[SUPPLIED RECORDS — start]
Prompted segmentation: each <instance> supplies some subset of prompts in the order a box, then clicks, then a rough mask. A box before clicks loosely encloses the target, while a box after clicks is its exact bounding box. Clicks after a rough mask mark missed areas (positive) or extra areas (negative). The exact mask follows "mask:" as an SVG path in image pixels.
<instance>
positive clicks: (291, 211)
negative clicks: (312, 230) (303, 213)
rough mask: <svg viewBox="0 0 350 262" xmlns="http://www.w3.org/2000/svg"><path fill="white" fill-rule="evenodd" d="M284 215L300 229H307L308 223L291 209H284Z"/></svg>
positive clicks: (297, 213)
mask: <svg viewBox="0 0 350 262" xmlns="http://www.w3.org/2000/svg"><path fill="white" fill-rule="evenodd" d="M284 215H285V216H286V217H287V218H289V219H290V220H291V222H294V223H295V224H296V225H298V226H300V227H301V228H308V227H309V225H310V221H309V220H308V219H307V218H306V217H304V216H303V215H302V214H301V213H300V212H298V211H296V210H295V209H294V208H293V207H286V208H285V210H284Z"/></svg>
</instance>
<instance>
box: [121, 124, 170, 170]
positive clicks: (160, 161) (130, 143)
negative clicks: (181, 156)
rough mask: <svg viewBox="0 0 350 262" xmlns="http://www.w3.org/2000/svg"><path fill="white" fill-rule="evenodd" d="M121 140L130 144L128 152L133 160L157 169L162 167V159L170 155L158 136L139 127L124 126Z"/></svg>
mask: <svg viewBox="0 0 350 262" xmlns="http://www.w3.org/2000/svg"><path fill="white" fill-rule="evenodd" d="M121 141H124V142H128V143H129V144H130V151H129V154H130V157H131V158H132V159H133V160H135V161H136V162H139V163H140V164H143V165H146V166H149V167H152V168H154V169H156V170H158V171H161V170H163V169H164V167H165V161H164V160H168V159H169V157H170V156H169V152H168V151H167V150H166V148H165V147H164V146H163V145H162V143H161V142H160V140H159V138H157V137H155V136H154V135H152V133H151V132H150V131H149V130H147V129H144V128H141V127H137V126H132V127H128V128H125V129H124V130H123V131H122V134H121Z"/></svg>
[SUPPLIED RECORDS — finish]
Please output every line of the data above as a Markdown table with two columns, Row and Data line, numbering the rows and leaving out blank lines.

> [SOLUTION]
| Row | Data line |
|---|---|
| 1 | Prompted segmentation: each <instance> supplies some subset of prompts in the order a box, then clicks, then a rough mask. A box before clicks loosely encloses the target, while a box after clicks is its exact bounding box. Clicks after a rough mask mark missed areas (positive) or extra areas (negative). The exact mask follows "mask:" as an SVG path in image pixels. |
| 2 | <instance> |
| 3 | positive clicks: (291, 211) |
| 4 | negative clicks: (312, 230) (303, 213) |
| 5 | rough mask: <svg viewBox="0 0 350 262" xmlns="http://www.w3.org/2000/svg"><path fill="white" fill-rule="evenodd" d="M284 215L300 229H307L308 223L291 209H284Z"/></svg> |
| 6 | positive clicks: (297, 213) |
| 7 | mask: <svg viewBox="0 0 350 262" xmlns="http://www.w3.org/2000/svg"><path fill="white" fill-rule="evenodd" d="M284 215H285V216H286V217H287V218H289V219H290V220H291V222H294V223H295V224H296V225H298V226H300V227H301V228H308V227H309V225H310V221H309V220H308V219H307V218H306V217H304V216H303V215H302V214H301V213H300V212H298V211H296V210H295V209H294V208H293V207H286V208H285V210H284Z"/></svg> |
| 8 | </instance> |
| 9 | <instance> |
| 10 | box: [121, 124, 170, 170] |
| 11 | positive clicks: (160, 161) (130, 143) |
| 12 | negative clicks: (181, 156) |
| 13 | rough mask: <svg viewBox="0 0 350 262" xmlns="http://www.w3.org/2000/svg"><path fill="white" fill-rule="evenodd" d="M121 140L130 144L128 152L133 160L157 169L162 167V159L170 155L158 136L139 127L124 126Z"/></svg> |
| 14 | mask: <svg viewBox="0 0 350 262" xmlns="http://www.w3.org/2000/svg"><path fill="white" fill-rule="evenodd" d="M121 141H124V142H128V143H129V144H130V151H129V154H130V157H131V158H132V159H133V160H135V161H136V162H139V163H140V164H143V165H146V166H149V167H152V168H154V169H156V170H158V171H161V170H163V169H164V167H165V161H164V160H168V159H169V157H170V156H169V152H168V151H167V150H166V148H165V147H164V146H163V145H162V143H161V142H160V140H159V138H157V137H155V136H154V135H152V133H151V132H150V131H149V130H147V129H144V128H141V127H137V126H132V127H128V128H125V129H124V130H123V131H122V134H121Z"/></svg> |